● TASK ITEM
Among the entries that follow, the required portion opens with the line containing "Please place a point on the trolleybus in" and closes with the line containing "Please place a point on the trolleybus headlight". Give that portion again exactly, and nothing else.

——————————

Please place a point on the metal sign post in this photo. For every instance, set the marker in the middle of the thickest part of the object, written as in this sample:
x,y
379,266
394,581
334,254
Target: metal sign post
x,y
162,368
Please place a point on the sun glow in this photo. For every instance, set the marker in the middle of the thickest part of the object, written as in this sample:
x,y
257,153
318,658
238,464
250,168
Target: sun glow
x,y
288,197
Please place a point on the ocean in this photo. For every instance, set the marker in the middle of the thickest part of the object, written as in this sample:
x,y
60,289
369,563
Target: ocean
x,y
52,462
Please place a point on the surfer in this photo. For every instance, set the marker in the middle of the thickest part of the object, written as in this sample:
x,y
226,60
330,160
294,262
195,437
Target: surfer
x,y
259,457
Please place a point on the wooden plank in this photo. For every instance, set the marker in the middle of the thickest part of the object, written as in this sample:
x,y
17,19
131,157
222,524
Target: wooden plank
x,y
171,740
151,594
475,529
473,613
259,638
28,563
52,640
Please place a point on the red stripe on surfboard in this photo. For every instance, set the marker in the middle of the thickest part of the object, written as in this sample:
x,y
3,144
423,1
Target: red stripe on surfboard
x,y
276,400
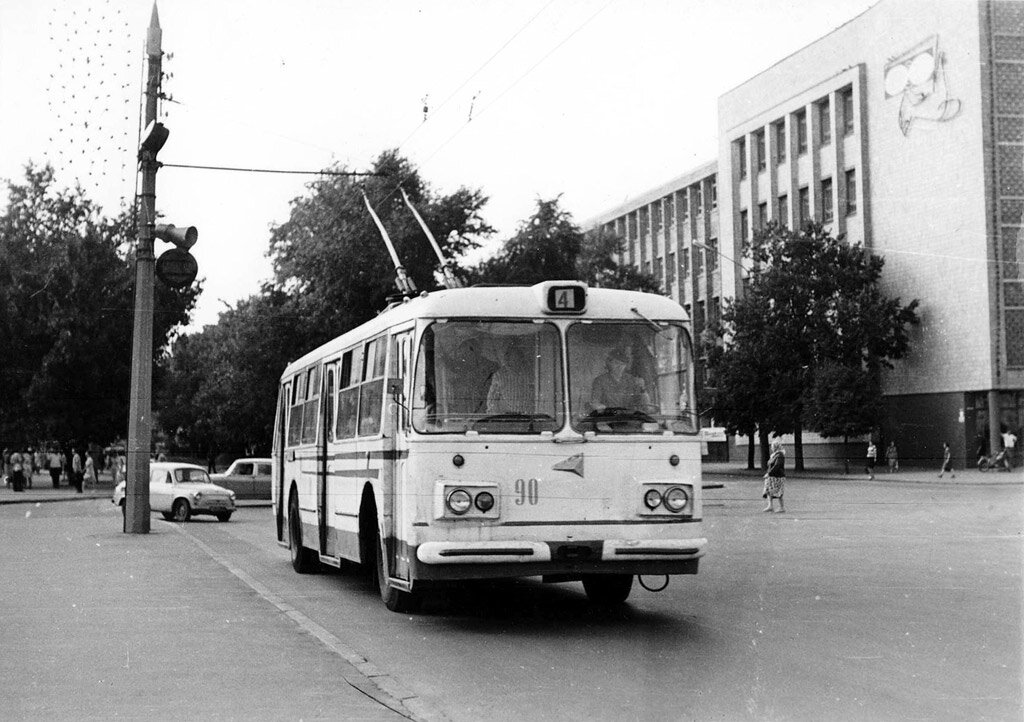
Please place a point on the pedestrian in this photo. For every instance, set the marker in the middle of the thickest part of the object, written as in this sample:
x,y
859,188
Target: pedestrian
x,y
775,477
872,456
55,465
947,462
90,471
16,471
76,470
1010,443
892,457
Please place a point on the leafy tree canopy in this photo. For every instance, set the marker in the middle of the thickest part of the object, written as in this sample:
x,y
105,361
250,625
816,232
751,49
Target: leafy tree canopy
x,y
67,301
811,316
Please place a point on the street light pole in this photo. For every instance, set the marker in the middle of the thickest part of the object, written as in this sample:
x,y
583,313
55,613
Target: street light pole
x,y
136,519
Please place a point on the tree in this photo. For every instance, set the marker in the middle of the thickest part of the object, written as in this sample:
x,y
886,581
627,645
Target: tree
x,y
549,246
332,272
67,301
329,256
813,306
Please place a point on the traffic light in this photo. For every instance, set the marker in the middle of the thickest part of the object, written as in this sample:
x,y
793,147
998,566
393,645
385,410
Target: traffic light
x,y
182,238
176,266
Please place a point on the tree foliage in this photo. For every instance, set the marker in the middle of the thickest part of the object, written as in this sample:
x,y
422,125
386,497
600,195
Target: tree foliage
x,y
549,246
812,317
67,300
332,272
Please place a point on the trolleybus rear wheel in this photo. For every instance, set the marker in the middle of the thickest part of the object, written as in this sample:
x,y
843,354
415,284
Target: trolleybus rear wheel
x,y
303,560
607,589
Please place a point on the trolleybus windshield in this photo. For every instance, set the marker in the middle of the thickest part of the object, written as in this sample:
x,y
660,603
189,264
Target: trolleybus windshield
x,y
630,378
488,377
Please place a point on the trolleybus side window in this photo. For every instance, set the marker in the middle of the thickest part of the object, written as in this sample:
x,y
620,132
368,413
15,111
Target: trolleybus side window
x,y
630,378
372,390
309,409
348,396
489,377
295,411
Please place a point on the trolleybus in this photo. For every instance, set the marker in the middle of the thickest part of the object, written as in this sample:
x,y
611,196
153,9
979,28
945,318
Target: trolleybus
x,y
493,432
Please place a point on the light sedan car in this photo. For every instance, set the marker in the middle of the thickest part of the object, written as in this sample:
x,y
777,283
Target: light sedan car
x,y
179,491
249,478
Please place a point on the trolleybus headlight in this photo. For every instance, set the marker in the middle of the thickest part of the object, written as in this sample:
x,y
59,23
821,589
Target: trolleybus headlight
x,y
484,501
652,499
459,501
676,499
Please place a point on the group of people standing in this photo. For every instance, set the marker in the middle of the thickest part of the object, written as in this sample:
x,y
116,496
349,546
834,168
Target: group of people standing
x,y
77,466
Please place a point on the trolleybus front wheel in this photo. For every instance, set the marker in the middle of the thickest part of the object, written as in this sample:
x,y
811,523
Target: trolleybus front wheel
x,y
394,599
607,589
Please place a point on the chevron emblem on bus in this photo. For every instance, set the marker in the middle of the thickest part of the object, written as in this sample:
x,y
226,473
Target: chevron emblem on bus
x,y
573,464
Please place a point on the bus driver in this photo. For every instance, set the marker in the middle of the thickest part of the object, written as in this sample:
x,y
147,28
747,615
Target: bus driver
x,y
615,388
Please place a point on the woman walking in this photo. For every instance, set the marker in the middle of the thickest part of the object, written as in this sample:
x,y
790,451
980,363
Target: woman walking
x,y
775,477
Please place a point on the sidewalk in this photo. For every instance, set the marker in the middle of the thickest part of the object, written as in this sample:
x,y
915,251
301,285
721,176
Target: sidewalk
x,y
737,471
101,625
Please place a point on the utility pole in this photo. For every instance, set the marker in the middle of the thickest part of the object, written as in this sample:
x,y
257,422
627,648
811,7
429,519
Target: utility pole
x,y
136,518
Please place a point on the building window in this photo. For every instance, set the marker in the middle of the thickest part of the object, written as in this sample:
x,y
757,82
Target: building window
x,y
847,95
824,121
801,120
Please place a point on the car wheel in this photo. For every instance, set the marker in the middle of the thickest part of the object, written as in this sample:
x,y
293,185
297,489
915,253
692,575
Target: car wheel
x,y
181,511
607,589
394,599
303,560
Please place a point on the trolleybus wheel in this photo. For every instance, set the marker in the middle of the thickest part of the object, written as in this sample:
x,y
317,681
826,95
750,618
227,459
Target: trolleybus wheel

——————————

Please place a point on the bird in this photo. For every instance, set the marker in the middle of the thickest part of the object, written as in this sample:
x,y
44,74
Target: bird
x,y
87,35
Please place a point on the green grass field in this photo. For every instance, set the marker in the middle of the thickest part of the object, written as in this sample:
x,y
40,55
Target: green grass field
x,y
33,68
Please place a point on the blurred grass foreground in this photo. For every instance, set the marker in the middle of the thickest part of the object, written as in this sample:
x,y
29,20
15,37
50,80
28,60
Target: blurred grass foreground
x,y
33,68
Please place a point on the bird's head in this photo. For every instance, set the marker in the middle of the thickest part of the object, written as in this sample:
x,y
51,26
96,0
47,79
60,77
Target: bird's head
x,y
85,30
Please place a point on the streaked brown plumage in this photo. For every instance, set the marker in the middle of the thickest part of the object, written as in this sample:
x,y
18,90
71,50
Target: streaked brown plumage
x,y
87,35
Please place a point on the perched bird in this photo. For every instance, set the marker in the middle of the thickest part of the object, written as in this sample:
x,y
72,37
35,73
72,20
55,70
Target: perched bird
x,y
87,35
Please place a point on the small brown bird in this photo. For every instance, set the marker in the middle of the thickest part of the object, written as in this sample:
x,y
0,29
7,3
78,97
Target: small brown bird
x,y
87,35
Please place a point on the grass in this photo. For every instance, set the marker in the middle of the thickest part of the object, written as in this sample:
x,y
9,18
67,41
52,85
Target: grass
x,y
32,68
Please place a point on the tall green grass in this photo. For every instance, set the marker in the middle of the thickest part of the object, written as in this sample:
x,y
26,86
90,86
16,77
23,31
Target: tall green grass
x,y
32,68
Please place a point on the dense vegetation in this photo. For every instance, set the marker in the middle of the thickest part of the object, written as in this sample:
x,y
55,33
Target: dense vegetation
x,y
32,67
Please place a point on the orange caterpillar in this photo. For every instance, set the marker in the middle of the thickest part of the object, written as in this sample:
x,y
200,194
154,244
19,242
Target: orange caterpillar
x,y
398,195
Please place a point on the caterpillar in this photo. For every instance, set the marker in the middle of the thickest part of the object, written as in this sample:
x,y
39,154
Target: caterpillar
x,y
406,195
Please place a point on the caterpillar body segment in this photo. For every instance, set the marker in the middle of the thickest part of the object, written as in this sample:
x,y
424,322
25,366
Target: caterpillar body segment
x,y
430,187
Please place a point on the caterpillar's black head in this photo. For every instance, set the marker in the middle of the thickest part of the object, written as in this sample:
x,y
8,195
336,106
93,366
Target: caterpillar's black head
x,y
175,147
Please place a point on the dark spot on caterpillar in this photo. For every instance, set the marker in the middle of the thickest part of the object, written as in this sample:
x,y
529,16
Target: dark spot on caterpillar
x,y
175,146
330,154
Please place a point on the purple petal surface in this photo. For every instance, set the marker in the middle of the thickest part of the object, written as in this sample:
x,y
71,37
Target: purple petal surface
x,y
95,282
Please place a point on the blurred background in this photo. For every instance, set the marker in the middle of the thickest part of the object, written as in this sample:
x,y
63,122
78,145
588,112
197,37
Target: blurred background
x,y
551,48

——————————

● REPLY TO THE EXERCISE
Please place a point on the trolleybus in this photo. For every instance, set the marker in the middle of the thickest part of the object, written as in this sample:
x,y
611,196
153,9
979,28
945,318
Target: trolleybus
x,y
493,432
Please place a point on the light sedan car in this photo. For every instance, set the marker in the middle of the thickest part of the object, written as in this sample:
x,y
777,283
Target: light sedan car
x,y
179,491
249,478
Please place a point on the trolleybus headlight in this photo. For every instance, set the marker in the middle of the thickest part of the object, written as in this sample:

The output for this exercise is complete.